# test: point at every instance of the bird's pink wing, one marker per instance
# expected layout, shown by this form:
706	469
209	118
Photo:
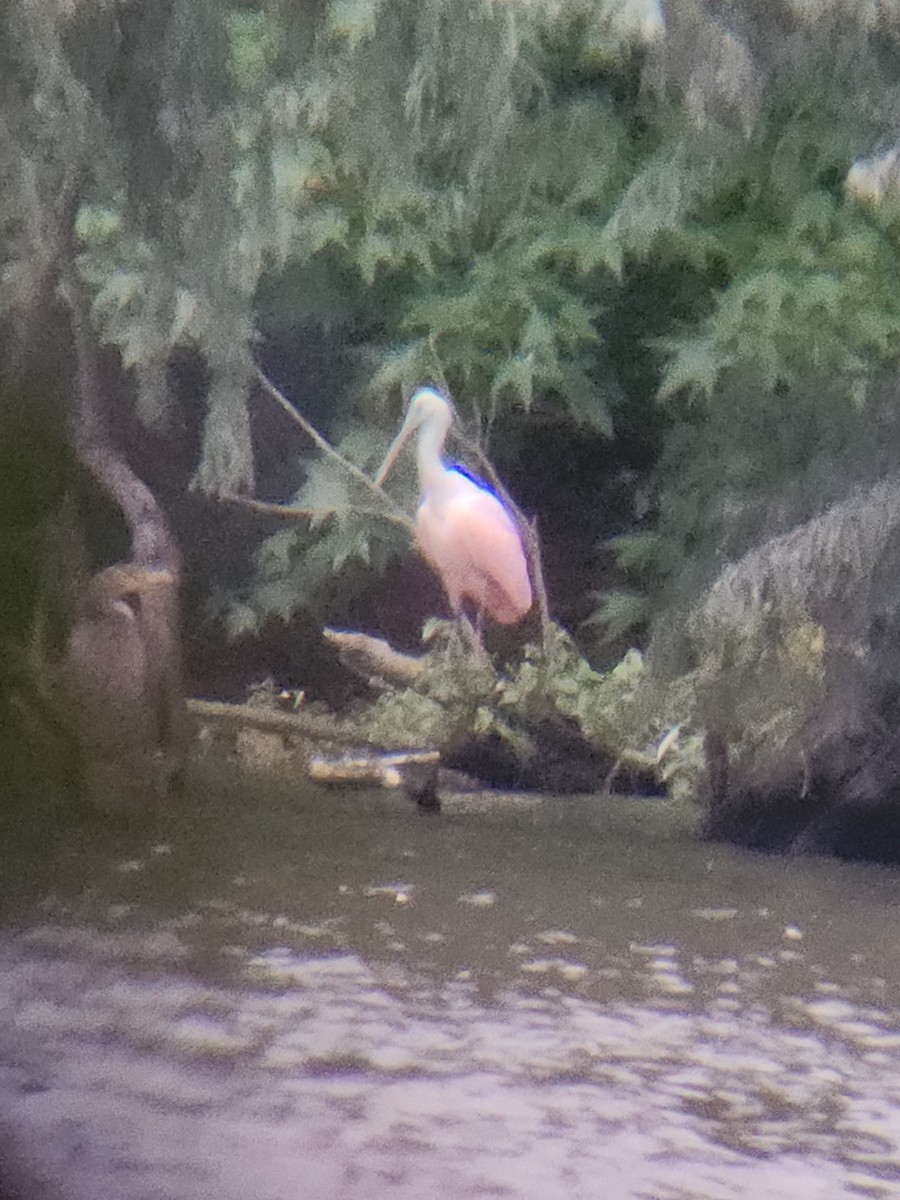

* [GIVEN EXERCISE]
Count the lines of the records that contain the string "marker", treating uppercase and lowercase letters as different, and give only that number.

* [EXERCISE RESPONSE]
1